Reproduce verbatim the lines from the one containing "One point lands on every instance of the front entry" through the one containing "pixel 401 407", both included.

Stored entries:

— Begin —

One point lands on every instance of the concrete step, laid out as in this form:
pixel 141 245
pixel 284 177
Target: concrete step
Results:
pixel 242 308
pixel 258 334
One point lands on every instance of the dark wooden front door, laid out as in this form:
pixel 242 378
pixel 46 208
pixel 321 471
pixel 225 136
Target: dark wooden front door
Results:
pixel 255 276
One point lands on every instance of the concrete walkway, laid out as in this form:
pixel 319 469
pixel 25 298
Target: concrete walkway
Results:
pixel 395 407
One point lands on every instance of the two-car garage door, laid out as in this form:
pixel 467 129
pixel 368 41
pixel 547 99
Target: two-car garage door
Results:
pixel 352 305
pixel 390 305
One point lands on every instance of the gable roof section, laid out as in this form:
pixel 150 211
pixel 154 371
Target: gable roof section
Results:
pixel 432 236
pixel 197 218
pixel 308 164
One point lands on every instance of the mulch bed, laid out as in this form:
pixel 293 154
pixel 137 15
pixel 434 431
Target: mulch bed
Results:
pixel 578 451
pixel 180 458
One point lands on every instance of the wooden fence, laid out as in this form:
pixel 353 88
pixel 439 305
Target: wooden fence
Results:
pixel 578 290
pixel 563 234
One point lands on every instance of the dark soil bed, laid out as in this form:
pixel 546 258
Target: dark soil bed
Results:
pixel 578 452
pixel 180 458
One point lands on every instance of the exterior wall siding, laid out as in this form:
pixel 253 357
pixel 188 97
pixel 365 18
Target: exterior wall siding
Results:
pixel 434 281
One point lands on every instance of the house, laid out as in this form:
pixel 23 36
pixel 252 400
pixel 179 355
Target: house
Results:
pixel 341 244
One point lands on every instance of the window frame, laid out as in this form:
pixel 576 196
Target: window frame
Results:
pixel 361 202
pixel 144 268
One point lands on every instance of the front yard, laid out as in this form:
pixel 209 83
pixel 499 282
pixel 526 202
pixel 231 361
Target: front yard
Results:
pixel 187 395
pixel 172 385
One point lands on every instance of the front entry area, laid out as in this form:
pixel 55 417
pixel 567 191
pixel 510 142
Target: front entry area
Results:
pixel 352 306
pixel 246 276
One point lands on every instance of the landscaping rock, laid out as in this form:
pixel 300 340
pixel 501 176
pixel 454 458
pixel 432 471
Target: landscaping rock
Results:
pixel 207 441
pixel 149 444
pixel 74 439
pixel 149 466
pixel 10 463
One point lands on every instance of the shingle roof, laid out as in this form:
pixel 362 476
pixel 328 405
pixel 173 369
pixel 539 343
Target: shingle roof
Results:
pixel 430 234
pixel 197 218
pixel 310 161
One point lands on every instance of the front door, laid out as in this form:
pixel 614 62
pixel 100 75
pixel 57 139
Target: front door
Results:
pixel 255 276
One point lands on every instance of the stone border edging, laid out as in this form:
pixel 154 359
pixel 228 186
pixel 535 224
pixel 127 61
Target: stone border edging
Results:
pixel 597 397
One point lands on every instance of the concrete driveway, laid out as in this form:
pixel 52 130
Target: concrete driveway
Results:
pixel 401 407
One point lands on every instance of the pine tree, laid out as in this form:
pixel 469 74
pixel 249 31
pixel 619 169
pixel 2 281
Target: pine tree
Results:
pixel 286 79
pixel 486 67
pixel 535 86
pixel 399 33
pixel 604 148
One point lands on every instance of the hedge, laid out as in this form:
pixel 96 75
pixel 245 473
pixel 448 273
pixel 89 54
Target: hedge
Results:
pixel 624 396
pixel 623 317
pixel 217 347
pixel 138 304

— End —

Expected answer:
One point lands on every instance of the front entry area, laid out as in this form:
pixel 55 417
pixel 567 191
pixel 510 142
Target: front entry area
Results:
pixel 352 306
pixel 246 276
One point lands on every instance of the landscaping rock, laid out as in this form:
pixel 300 340
pixel 501 176
pixel 454 458
pixel 432 471
Target: landscaping rock
Results:
pixel 207 441
pixel 149 444
pixel 74 439
pixel 149 466
pixel 10 463
One point lands on every instance of the shingle roof, laid out as in this form:
pixel 362 476
pixel 328 405
pixel 173 369
pixel 539 343
Target: shingle roof
Results:
pixel 430 234
pixel 197 218
pixel 310 161
One point lands on every instance of the front door, laid out as in this form:
pixel 614 62
pixel 100 75
pixel 57 139
Target: front door
Results:
pixel 255 276
One point lands on every instance of the stone border edging, laid out as in this form:
pixel 154 359
pixel 228 186
pixel 535 224
pixel 127 61
Target: stone border edging
Results:
pixel 597 397
One point lands on every instance of the concrete driveway, laid out as in this form:
pixel 52 130
Target: concrete driveway
Results:
pixel 401 407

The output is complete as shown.